* WHAT TO WORK ON *
Retype the material below from its first line up to and including the line with "[115,0,153,22]". Leave the pictures out of your answer.

----- MATERIAL FOR THE TASK

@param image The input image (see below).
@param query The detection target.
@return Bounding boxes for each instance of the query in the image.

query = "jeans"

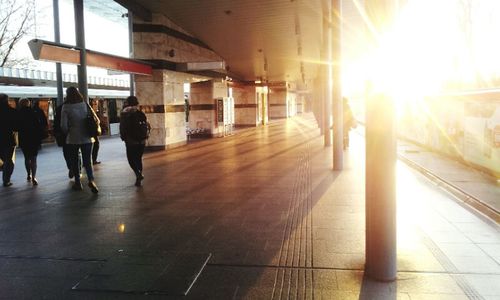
[67,143,94,182]
[0,146,16,183]
[92,136,99,162]
[125,143,146,176]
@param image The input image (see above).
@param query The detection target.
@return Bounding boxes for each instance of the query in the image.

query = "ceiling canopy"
[117,0,323,86]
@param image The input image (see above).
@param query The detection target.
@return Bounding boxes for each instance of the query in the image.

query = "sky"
[16,0,129,79]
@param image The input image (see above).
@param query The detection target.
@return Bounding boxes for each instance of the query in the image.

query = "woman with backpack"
[19,98,47,185]
[120,96,151,186]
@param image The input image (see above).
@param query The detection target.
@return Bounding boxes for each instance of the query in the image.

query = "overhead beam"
[28,39,153,75]
[115,0,153,22]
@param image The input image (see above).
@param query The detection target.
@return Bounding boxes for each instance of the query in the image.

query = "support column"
[365,0,397,281]
[135,69,186,150]
[127,10,135,96]
[52,0,64,107]
[321,1,332,147]
[330,0,344,171]
[73,0,89,101]
[267,82,288,119]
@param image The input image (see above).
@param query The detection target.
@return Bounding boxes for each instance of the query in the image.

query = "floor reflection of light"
[396,161,423,254]
[118,223,125,233]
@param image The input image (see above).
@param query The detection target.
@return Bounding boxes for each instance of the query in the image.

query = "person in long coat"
[0,94,18,187]
[61,87,99,194]
[19,99,47,185]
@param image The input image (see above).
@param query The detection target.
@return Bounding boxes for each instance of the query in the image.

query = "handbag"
[85,103,101,137]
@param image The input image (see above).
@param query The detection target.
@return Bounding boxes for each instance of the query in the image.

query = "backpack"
[128,110,151,141]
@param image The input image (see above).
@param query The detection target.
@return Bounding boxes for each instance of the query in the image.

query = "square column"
[135,70,187,150]
[268,83,288,119]
[229,83,259,128]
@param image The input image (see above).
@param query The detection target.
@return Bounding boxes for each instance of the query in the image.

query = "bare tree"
[0,0,35,67]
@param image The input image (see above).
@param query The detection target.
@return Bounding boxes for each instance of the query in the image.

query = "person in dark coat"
[33,100,49,140]
[92,100,102,165]
[0,94,18,187]
[120,96,146,186]
[19,99,47,185]
[54,99,82,178]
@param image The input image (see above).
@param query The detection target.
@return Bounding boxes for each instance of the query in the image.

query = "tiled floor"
[0,115,500,299]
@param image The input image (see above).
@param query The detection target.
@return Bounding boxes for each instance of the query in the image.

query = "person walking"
[0,94,18,187]
[33,100,49,140]
[92,100,102,165]
[19,98,47,185]
[54,99,75,178]
[120,96,151,186]
[61,87,99,194]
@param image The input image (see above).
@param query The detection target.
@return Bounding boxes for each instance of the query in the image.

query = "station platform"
[0,114,500,300]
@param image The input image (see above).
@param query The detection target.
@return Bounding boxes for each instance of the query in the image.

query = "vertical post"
[365,0,397,281]
[52,0,64,107]
[127,10,135,96]
[320,1,332,147]
[73,0,89,101]
[331,0,344,171]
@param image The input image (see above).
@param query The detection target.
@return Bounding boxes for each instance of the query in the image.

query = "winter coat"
[120,106,146,145]
[19,107,46,149]
[0,106,18,148]
[61,102,95,145]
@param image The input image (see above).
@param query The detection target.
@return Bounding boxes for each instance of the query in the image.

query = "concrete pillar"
[268,82,288,119]
[365,0,397,281]
[229,82,259,128]
[132,13,227,149]
[52,0,64,107]
[320,1,332,147]
[73,0,89,101]
[127,10,135,96]
[135,70,187,150]
[189,80,227,137]
[330,0,344,171]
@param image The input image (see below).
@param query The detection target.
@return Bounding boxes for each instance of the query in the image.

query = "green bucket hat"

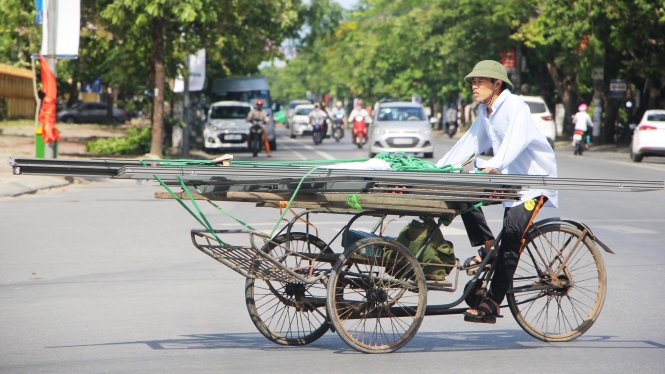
[464,60,514,91]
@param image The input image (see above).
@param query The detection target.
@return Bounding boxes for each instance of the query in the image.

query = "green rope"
[270,166,321,238]
[153,175,228,247]
[374,152,462,173]
[346,194,363,212]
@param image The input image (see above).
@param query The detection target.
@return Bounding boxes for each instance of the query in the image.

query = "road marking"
[593,225,659,235]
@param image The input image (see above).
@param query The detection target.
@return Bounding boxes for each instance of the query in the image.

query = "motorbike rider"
[573,103,593,148]
[309,103,330,137]
[245,99,272,157]
[332,101,346,126]
[348,100,372,125]
[444,103,457,134]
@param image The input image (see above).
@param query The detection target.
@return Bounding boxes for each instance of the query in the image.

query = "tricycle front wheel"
[326,238,427,353]
[507,223,606,342]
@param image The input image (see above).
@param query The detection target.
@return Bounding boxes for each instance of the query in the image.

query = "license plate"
[393,138,413,144]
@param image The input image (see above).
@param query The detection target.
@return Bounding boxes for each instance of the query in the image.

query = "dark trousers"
[462,196,547,304]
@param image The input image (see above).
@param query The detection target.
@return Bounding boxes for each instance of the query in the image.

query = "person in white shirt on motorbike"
[437,60,558,323]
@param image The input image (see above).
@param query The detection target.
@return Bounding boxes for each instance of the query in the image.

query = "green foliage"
[86,127,150,156]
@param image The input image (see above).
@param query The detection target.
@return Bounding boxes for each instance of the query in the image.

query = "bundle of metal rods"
[10,159,665,197]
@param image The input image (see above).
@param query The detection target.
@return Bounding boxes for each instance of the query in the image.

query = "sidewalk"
[0,123,124,198]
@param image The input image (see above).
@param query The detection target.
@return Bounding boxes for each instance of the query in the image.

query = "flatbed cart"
[12,159,663,353]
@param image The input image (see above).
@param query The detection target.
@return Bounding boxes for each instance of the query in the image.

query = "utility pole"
[181,55,191,157]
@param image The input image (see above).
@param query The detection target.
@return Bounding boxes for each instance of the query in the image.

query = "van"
[211,77,280,151]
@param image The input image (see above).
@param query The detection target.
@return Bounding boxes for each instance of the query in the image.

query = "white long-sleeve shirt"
[437,90,559,207]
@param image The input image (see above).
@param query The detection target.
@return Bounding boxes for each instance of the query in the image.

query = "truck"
[211,77,280,150]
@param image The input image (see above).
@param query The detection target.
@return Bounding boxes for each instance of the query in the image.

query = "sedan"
[289,104,314,138]
[630,109,665,162]
[368,101,434,158]
[203,101,252,151]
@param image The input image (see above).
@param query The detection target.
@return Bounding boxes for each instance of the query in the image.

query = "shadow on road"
[47,330,665,353]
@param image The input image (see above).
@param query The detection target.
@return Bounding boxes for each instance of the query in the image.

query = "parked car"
[289,104,314,138]
[630,109,665,162]
[368,101,434,158]
[56,102,128,123]
[520,96,556,147]
[286,100,312,128]
[203,101,252,151]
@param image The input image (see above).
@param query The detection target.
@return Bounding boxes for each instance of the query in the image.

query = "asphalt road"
[0,127,665,373]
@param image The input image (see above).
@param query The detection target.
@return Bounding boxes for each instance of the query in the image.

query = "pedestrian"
[246,99,272,157]
[437,60,558,323]
[573,103,593,148]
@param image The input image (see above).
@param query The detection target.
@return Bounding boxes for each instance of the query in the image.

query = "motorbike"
[333,115,344,142]
[247,119,264,157]
[312,120,326,145]
[573,130,585,156]
[353,115,367,148]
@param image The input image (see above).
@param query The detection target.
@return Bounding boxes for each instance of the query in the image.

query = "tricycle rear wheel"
[326,238,427,353]
[245,232,333,345]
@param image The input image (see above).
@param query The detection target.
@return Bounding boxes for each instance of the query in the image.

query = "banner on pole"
[41,0,81,58]
[173,49,206,93]
[39,55,60,143]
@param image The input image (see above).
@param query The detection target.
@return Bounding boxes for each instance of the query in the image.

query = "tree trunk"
[547,62,577,136]
[150,17,166,157]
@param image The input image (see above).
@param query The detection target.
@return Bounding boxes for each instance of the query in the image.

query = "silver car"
[289,104,314,138]
[286,100,312,128]
[203,101,252,150]
[368,101,434,158]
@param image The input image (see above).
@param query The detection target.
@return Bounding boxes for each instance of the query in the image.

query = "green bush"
[87,127,151,156]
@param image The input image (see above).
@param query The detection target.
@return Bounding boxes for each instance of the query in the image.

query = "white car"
[203,101,252,150]
[367,101,434,158]
[289,104,314,138]
[630,109,665,162]
[286,100,312,128]
[520,96,556,147]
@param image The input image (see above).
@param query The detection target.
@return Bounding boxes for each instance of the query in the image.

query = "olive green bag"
[397,217,456,281]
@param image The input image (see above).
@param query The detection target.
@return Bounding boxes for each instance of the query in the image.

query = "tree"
[101,0,299,157]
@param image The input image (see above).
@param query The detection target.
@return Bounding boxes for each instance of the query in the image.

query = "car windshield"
[289,101,307,109]
[210,106,249,119]
[378,107,425,122]
[526,101,547,113]
[647,113,665,122]
[296,108,313,116]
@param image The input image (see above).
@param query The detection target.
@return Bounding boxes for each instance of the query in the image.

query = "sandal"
[464,299,503,323]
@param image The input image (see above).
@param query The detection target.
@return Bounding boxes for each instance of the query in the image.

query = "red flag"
[39,54,60,143]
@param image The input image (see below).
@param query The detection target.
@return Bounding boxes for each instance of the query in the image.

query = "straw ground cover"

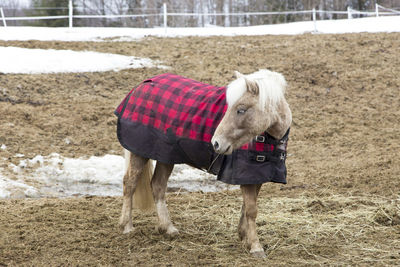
[0,33,400,266]
[0,192,400,266]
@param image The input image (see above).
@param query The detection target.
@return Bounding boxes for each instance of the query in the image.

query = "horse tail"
[125,150,154,211]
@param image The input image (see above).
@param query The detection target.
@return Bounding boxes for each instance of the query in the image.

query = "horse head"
[211,70,292,155]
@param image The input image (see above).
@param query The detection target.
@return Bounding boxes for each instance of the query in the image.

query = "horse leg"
[238,184,262,240]
[239,185,265,258]
[151,161,179,236]
[119,150,148,234]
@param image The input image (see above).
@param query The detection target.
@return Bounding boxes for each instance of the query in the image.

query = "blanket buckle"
[256,155,265,162]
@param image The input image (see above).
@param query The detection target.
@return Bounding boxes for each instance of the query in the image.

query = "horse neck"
[267,100,292,140]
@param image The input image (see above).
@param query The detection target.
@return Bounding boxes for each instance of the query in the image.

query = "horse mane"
[226,69,286,110]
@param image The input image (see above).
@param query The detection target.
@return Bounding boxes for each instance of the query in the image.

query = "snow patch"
[0,153,231,197]
[0,47,167,74]
[0,16,400,42]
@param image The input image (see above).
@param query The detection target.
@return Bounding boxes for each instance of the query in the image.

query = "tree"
[27,0,69,27]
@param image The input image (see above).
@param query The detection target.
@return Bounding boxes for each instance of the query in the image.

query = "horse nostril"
[214,141,219,150]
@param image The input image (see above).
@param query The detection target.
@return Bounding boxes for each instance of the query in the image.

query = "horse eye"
[237,109,246,114]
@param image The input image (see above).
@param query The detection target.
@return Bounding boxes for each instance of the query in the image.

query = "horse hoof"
[167,226,179,237]
[121,223,133,234]
[251,251,267,259]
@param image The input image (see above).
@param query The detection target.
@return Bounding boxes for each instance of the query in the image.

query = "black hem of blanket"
[114,116,287,185]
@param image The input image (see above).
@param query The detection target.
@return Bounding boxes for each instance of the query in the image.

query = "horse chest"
[115,73,288,184]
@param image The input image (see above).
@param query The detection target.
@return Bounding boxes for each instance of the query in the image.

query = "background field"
[0,33,400,266]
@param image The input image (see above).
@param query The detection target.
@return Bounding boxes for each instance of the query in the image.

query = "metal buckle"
[256,135,265,143]
[256,155,265,162]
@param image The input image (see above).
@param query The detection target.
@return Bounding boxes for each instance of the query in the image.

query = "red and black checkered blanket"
[115,73,287,184]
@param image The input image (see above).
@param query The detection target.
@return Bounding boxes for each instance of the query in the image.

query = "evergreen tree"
[28,0,69,27]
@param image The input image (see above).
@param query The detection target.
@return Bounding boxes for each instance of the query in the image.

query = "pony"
[116,69,292,257]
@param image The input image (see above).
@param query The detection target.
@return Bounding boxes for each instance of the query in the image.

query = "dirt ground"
[0,33,400,266]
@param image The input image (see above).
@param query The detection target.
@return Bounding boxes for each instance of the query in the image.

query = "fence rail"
[0,0,400,31]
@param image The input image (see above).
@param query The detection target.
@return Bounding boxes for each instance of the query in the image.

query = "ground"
[0,33,400,266]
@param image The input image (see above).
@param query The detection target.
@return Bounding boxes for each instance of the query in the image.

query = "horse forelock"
[226,69,286,110]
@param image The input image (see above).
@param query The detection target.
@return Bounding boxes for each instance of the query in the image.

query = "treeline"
[0,0,400,27]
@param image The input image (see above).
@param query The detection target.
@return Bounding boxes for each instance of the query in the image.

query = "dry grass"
[0,191,400,266]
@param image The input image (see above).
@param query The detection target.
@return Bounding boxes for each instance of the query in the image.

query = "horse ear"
[243,76,260,95]
[234,70,244,79]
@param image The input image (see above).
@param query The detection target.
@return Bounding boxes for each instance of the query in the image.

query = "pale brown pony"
[120,70,292,257]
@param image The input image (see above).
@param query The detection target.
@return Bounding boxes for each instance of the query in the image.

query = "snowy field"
[0,16,400,42]
[0,16,400,198]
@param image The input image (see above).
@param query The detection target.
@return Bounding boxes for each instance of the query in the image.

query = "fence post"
[347,6,353,19]
[68,0,74,28]
[163,3,168,32]
[313,7,318,32]
[0,7,7,27]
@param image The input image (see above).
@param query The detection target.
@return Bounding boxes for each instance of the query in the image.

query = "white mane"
[226,69,286,110]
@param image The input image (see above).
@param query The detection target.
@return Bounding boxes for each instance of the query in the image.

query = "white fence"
[0,0,400,31]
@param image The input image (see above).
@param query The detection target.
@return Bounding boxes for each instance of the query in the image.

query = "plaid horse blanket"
[114,73,289,184]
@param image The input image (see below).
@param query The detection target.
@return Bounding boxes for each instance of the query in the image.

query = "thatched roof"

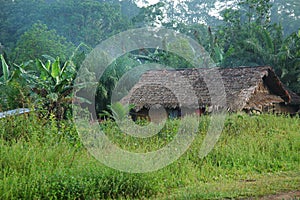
[121,66,297,111]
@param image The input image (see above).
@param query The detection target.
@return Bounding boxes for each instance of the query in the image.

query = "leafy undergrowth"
[0,114,300,199]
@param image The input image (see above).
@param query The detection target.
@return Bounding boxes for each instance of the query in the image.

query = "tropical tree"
[19,56,76,119]
[13,22,74,63]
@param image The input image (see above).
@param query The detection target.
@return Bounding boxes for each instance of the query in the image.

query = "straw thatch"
[121,66,300,115]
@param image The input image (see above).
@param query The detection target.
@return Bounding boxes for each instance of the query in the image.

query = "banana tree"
[0,54,29,110]
[20,57,76,119]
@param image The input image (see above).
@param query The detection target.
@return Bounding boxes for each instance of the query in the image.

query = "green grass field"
[0,114,300,199]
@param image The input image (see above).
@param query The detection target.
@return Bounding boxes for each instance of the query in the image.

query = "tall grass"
[0,114,300,199]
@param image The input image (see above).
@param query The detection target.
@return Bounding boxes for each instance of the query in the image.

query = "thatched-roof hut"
[121,66,300,118]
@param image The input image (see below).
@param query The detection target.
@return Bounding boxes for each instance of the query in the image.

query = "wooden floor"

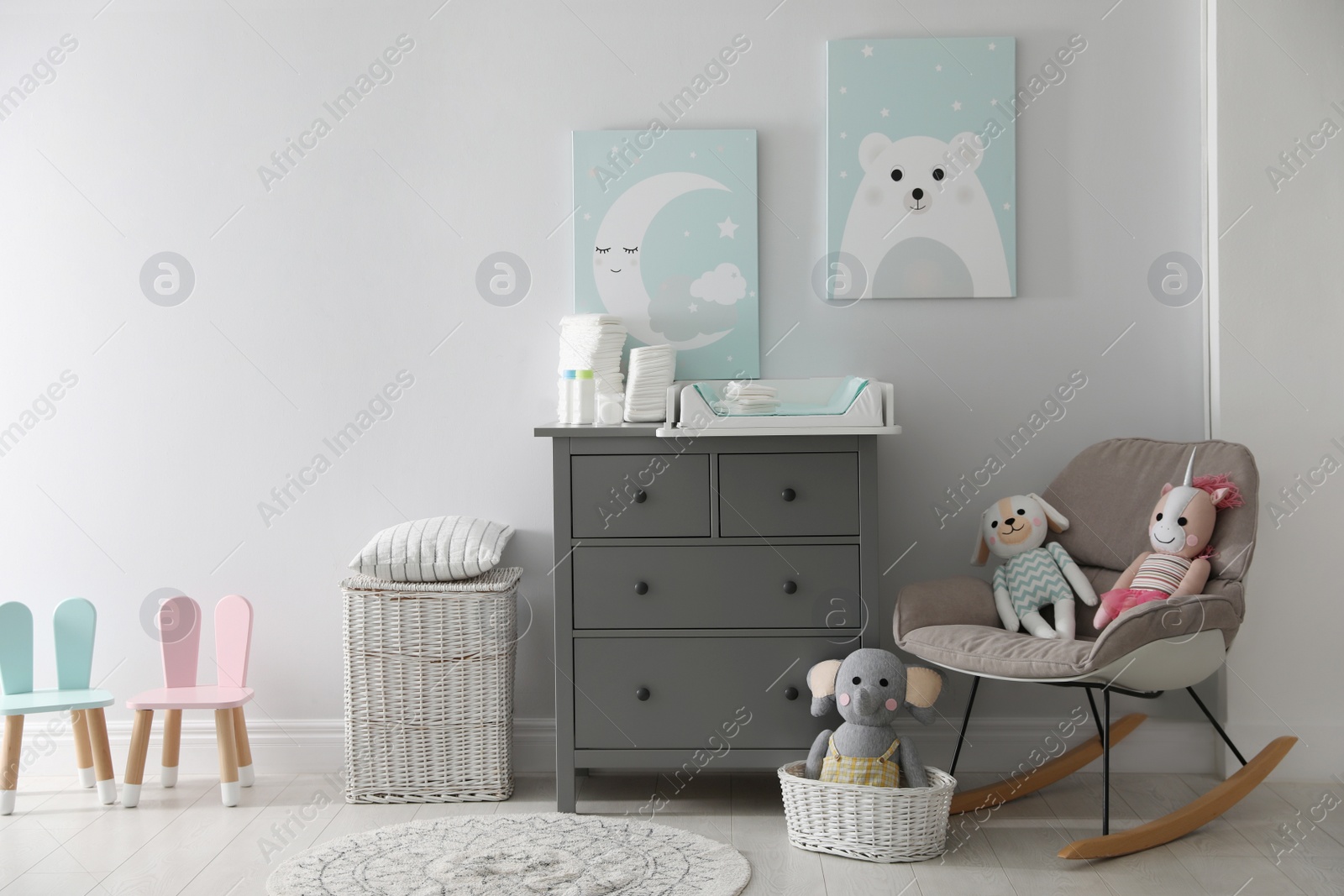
[0,773,1344,896]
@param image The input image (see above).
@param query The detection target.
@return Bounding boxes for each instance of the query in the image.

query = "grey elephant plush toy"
[808,647,946,787]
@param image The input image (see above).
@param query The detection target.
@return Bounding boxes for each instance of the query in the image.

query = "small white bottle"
[555,371,575,423]
[573,371,596,425]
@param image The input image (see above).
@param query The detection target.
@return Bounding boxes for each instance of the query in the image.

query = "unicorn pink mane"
[1191,473,1246,511]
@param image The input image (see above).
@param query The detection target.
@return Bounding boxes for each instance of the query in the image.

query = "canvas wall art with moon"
[574,123,761,379]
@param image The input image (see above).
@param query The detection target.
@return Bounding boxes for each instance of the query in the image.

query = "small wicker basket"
[341,569,522,804]
[780,762,957,862]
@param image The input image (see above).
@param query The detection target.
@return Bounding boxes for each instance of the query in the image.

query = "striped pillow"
[349,516,513,582]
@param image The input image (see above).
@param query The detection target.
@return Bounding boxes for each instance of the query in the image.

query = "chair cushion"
[1043,439,1259,580]
[895,576,1245,679]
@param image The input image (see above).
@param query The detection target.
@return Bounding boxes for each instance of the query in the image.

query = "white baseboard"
[13,715,1231,779]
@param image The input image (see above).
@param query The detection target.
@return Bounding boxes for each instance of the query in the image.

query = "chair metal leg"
[1185,688,1246,766]
[1084,688,1106,737]
[948,676,979,778]
[1087,688,1110,837]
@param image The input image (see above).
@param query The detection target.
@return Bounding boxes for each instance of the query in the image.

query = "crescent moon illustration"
[593,170,731,351]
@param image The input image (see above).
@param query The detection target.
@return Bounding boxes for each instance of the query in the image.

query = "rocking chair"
[892,439,1297,858]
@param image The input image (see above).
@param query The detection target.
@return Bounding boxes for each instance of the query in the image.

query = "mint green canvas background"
[827,36,1017,294]
[574,130,761,379]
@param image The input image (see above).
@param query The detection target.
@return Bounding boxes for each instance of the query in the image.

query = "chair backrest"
[51,598,98,690]
[159,595,200,688]
[1044,439,1259,582]
[0,600,32,694]
[215,594,251,688]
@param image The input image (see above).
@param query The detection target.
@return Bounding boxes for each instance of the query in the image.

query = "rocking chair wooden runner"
[894,439,1297,858]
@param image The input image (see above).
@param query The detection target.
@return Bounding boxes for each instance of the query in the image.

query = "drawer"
[574,544,862,629]
[570,454,710,538]
[719,451,858,536]
[574,638,853,759]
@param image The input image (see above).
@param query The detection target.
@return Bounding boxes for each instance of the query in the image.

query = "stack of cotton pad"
[558,314,625,392]
[715,380,780,414]
[625,345,676,423]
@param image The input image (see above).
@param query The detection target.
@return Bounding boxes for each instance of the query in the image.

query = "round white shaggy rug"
[266,813,751,896]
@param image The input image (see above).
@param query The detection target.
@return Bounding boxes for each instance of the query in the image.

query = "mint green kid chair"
[0,598,117,815]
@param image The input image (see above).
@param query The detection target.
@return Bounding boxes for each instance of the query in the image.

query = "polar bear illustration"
[840,132,1012,298]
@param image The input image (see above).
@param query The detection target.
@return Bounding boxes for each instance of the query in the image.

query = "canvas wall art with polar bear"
[827,38,1017,301]
[574,127,761,379]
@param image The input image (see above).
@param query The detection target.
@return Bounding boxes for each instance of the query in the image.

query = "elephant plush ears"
[808,659,948,726]
[808,659,840,716]
[905,666,948,726]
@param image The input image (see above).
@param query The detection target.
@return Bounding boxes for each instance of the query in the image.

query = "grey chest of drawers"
[535,423,880,811]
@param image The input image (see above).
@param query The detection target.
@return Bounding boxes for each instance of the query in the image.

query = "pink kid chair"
[121,594,255,809]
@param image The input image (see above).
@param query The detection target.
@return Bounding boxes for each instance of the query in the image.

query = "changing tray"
[657,376,900,438]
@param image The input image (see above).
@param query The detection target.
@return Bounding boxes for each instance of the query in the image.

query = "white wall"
[0,0,1210,766]
[1216,0,1344,779]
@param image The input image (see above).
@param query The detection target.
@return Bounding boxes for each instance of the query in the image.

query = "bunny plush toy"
[970,495,1097,641]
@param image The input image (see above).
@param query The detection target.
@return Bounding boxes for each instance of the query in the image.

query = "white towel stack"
[625,345,676,423]
[717,380,780,414]
[558,314,625,392]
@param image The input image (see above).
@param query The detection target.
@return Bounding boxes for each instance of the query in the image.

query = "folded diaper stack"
[558,314,625,392]
[714,380,780,414]
[625,345,676,423]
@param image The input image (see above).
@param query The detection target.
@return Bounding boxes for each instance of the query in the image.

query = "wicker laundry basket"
[780,762,957,862]
[341,569,522,804]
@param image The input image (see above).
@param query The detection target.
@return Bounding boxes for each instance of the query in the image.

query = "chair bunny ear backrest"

----------

* RESULT FOR THIS EXERCISE *
@param image The input image (see below).
@param query The detection target.
@return Bounding boxes for each instance of the query in the image.

query = "jeans"

[67,143,94,182]
[0,146,16,183]
[92,136,99,162]
[125,143,146,176]
@param image The input image (see above).
@param query The detection target.
@return Bounding boxes for each instance of the query in the image.

query = "ceiling canopy"
[117,0,323,86]
@param image The input image (see above).
@param query The detection target.
@return Bounding boxes for each instance of the query in the image.

query = "sky"
[16,0,129,79]
@param image The input image (see above).
@param query The detection target.
@return Bounding boxes for each instance of the query in the image.

query = "woman with backpack"
[19,98,47,185]
[120,96,151,186]
@param image The input image (see above).
@param query The detection target.
@return Bounding boxes for each instance of the query in the image.

query = "overhead beam"
[28,39,153,75]
[115,0,153,22]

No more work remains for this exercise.